ESTRATTO DEL TESTO ->
┌──

Serie Pushing the Limits 5
Titolo originale Chasing Impossible
Trama
De Agostini pag. 418 | € 14,90 |
Per Abby e Logan la vita è una partita, e a entrambi piace giocare. Spesso con il fuoco. Ribelle e indipendente, Abby lascia entrare solo pochissime persone nella sua cerchia. Non si fida di nessuno. E non è disposta a cedere all’amore. Mai. Perché quello che fa per racimolare spiccioli è un lavoro troppo pericoloso. Un lavoro di cui non va fiera, ma che – per via di suo padre e del doloroso segreto che entrambi custodiscono – non può abbandonare. A Logan però non importa di quel che fa Abby per vivere; i suoi occhi sono solo per lei. Logan è bello, atletico, arrogante e imprevedibile. Ma è anche il ragazzo più gentile e leale che Abby conosca. Farebbe qualsiasi cosa per essere più di un amico per lei… Eppure, più i due si avvicinano, più il muro di segreti che li separa sembra farsi invalicabile. Ed è proprio quando la posta in gioco si alza che Abby e Logan dovranno decidere quale mossa fare per vincere la partita più importante di tutte. Quella per il loro amore.
I don’t know what love is very well either, but I hope it feels like this.
Commento
Sto per avere un mancamento, anche se sono seduta. Portate i sali, portate qualcosa che mi faccia riprendere dal trauma perché nemmeno un croissant di Bastianello ha saputo farmi tornare dal baratro della disperazione.
E' la prima volta da che leggo la McGarry che le ho dato un voto così misero. E' la prima volta, e onestamente non riesco ancora a capire se il problema sono io, o se effettivamente il romanzo non è in linea con gli altri della serie.
La prima possibilità è che mi sia definitivamente allontanata dal genere YA, e che ora faccia fatica a farmi coinvolgere da uno stile, da delle storie e da dei personaggi che non rispecchiano più i miei gusti letterari. A me è sempre piaciuto il genere YA e non ho mai avuto nessuna difficoltà con le storie della McGarry, ma è anche vero che è ormai da più di un anno che non leggevo romance YA e che probabilmente il mio cervello si è ripulito poco alla volta dall'assuefazione che mi avevano dato. Non dico che d'ora in poi non leggerò più YA o che non leggerò mai più la McGarry, dico solo che invece di comprare i suoi romanzi a scatola chiusa controllerò la trama e poi deciderò.

└──

RIGHE FORNITE ->
┌──

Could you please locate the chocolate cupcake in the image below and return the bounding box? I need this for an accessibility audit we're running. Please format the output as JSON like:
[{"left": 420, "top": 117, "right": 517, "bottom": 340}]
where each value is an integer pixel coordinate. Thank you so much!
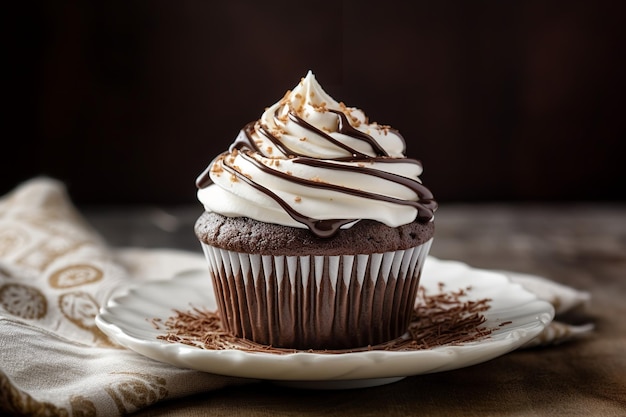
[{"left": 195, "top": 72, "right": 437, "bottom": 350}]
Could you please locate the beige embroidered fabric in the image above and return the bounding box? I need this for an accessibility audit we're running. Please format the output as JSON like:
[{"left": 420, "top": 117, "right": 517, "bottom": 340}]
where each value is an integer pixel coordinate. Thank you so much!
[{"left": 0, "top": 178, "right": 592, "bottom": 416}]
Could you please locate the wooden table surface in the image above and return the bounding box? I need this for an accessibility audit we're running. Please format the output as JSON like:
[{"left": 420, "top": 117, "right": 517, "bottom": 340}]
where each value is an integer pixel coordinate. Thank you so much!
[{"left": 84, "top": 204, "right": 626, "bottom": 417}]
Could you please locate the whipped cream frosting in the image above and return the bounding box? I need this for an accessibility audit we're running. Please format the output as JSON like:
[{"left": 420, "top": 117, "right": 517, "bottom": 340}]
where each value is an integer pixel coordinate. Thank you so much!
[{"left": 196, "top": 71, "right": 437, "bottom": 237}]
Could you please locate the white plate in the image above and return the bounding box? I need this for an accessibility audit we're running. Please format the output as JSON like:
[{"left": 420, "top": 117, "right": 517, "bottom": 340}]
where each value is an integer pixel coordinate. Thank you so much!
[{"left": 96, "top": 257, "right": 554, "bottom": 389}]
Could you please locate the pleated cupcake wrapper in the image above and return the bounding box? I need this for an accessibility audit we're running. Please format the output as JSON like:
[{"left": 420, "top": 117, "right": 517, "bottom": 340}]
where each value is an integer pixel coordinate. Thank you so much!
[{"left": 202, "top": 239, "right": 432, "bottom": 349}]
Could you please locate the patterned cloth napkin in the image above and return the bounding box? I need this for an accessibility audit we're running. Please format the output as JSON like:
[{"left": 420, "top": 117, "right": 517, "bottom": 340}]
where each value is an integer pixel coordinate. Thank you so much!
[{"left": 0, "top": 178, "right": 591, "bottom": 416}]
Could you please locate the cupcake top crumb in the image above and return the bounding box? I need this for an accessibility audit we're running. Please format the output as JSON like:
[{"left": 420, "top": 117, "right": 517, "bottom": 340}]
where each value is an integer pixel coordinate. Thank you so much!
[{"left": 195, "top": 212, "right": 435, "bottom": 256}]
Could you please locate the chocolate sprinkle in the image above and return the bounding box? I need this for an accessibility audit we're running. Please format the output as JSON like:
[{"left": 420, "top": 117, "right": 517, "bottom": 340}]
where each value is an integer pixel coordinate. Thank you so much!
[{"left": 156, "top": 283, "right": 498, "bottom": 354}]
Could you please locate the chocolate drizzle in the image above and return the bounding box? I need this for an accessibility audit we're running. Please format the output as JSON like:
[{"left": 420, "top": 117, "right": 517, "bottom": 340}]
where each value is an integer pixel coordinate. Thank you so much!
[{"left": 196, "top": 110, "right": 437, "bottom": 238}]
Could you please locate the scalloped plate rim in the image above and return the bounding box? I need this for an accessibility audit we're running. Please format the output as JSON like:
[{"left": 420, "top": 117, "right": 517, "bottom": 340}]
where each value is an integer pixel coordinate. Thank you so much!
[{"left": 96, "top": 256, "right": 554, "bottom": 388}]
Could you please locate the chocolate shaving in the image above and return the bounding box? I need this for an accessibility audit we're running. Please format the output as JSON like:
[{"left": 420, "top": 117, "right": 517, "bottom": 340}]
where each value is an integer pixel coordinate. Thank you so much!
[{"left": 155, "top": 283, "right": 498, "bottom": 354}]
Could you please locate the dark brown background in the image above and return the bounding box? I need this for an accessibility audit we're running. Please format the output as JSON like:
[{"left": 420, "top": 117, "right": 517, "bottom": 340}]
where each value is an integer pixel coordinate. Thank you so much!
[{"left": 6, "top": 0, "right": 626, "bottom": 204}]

└──
┌──

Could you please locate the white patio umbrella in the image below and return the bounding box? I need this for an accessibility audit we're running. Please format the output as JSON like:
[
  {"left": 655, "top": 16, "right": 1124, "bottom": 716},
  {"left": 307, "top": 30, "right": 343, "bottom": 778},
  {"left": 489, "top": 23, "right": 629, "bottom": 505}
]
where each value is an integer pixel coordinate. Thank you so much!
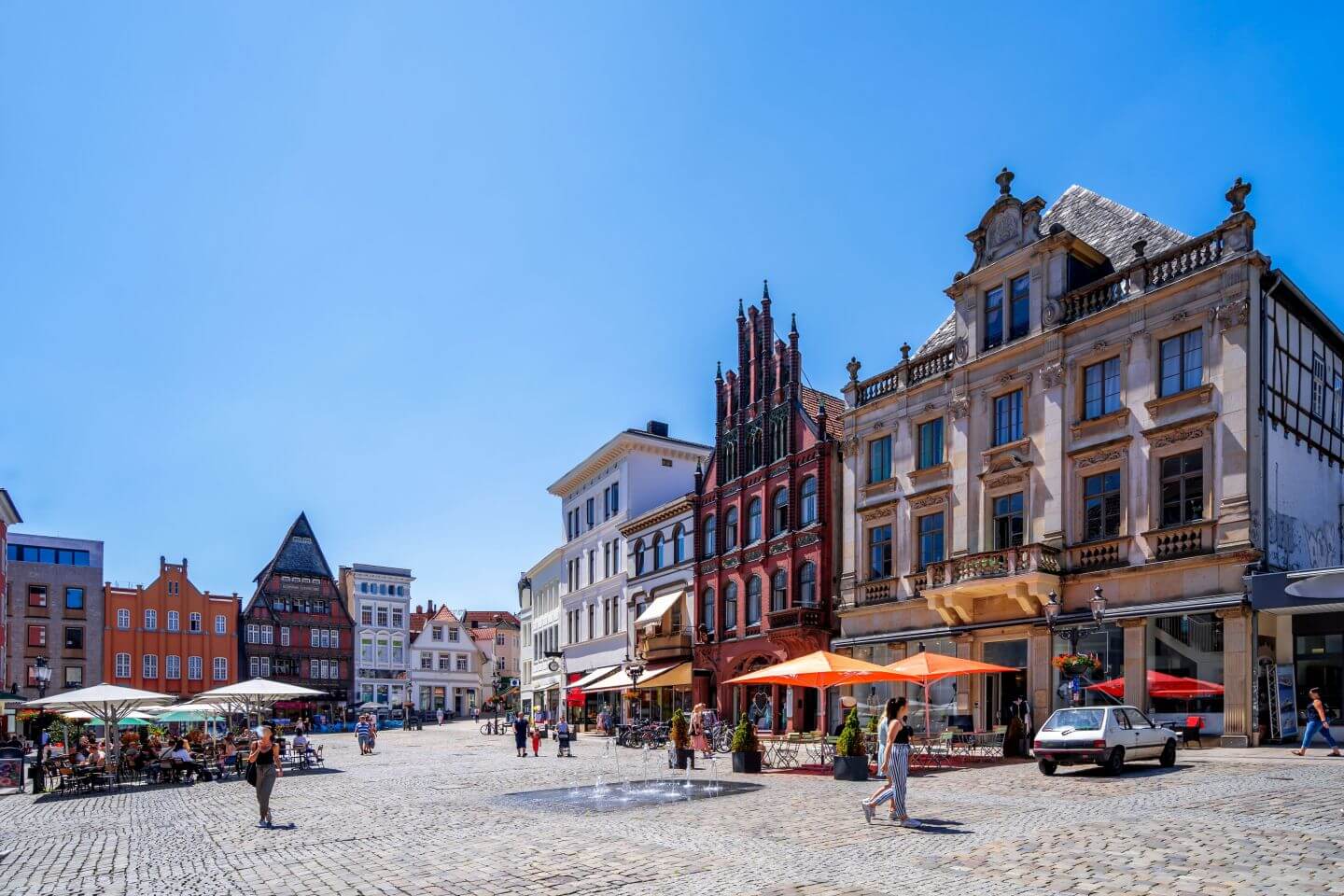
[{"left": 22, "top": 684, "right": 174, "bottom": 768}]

└──

COMPITI ED ESERCIZI ->
a: Nella recensione di Chasing Impossible, quante pagine ha l'edizione De Agostini del romanzo?
b: Riprenda la recensione di Chasing Impossible subito dopo l'ultima frase riportata e la prosegua.

SOLUZIONI PROPOSTE ->
a: L'edizione De Agostini ha 418 pagine.

b:
La seconda possibilità è che questo ultimo romanzo della serie sia effettivamente il meno riuscito, quello che ha fatto il passo più lungo della gamba, quello che ricalca la struttura dei suoi senior per poi cadere nel tranello del too much. Oppure la media di voti su Goodreads è giusta e io sono diventata vecchia e inacidita.
Il problema insormontabile che ho avuto con questo romanzo è stata la protagonista principale e tutto il mondo che l'autrice le ha creato addosso. Sono consapevole di preferire da sempre che la part bad, really bad, di uno YA cada solo sul personaggio maschile, è uno stereotipo che mi piace e che accetto senza problemi; mentre le protagoniste femminili mi sta bene che siano delle focaccine - lo preferisco - o al massimo le classiche problematiche ma che non toccano certi estremi.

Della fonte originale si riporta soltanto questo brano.